(Source records)
+ + +

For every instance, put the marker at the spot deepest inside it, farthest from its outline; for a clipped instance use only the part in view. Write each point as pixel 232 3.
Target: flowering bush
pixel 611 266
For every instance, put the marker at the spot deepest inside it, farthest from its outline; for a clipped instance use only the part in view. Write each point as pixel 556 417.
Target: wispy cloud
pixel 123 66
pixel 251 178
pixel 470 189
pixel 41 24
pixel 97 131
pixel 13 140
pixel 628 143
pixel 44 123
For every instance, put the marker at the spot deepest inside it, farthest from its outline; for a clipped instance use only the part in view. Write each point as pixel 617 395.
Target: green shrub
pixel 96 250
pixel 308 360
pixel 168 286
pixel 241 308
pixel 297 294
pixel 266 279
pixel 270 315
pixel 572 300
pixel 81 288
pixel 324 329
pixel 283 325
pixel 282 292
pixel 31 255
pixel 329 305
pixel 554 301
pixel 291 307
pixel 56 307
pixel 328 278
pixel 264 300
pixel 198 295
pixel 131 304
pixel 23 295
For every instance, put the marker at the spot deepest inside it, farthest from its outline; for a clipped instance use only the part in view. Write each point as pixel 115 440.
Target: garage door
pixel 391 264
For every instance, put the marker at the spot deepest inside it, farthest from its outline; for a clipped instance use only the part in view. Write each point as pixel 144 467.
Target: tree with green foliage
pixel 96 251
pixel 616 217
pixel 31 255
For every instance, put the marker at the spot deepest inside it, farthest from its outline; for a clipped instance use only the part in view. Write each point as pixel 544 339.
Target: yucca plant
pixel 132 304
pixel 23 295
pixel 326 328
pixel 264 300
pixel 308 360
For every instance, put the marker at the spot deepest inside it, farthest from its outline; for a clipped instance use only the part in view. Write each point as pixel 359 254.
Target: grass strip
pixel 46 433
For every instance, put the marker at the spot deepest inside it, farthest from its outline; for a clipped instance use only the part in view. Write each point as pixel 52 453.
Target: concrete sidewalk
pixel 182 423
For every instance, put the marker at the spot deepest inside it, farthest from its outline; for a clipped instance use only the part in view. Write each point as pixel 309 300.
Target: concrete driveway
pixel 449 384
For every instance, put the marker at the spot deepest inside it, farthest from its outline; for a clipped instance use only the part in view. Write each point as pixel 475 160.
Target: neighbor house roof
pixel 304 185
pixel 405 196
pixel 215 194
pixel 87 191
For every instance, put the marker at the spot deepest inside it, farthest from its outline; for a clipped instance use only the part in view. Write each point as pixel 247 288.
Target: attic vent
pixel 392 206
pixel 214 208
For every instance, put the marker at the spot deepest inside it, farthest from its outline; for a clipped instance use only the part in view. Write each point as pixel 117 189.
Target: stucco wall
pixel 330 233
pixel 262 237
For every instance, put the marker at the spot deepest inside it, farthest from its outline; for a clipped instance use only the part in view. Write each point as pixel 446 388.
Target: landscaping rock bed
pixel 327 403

+ + +

• Aim of the task:
From the line containing "pixel 359 254." down to the last line of the records above, print every line exactly, with both ends kept.

• Answer to the exercise:
For every instance, put the marker at the spot deepest inside it, farthest from its outline; for a clipped instance use only the part in view. Write each point as pixel 359 254.
Target: grass strip
pixel 46 433
For every instance, put the marker at the spot deepest inside it, farthest from its outline; for a clipped instance use only the part in view. Write each point as pixel 52 453.
Target: concrete sidewalk
pixel 182 423
For every instance, put the marker at the spot deepest inside it, farthest from its outline; for a clipped instance use only the part in view. Write each point as pixel 309 300.
Target: concrete driveway
pixel 449 384
For every instance, put the marker at the spot deepest inside it, farthest from its outline; for a clipped instance use only the part in view. Write each point as pixel 475 160.
Target: neighbor house roof
pixel 304 185
pixel 405 196
pixel 215 194
pixel 87 191
For every instance, put the marker at the spot deepest inside it, farthest from its outline; for a clipped instance use only the part in view. Write each point as pixel 247 288.
Target: attic vent
pixel 392 206
pixel 214 208
For every instance, put the marker at the spot deepest inside it, farthest from its outline; for a clipped instance use only the part in view. Write each point as pixel 117 189.
Target: stucco wall
pixel 330 233
pixel 262 237
For every instance, put the marker at the spot deepest inside it, farthest from its outline; for a clipped instance use only the part in view. Write each point as pixel 446 388.
Target: landscaping rock bed
pixel 327 403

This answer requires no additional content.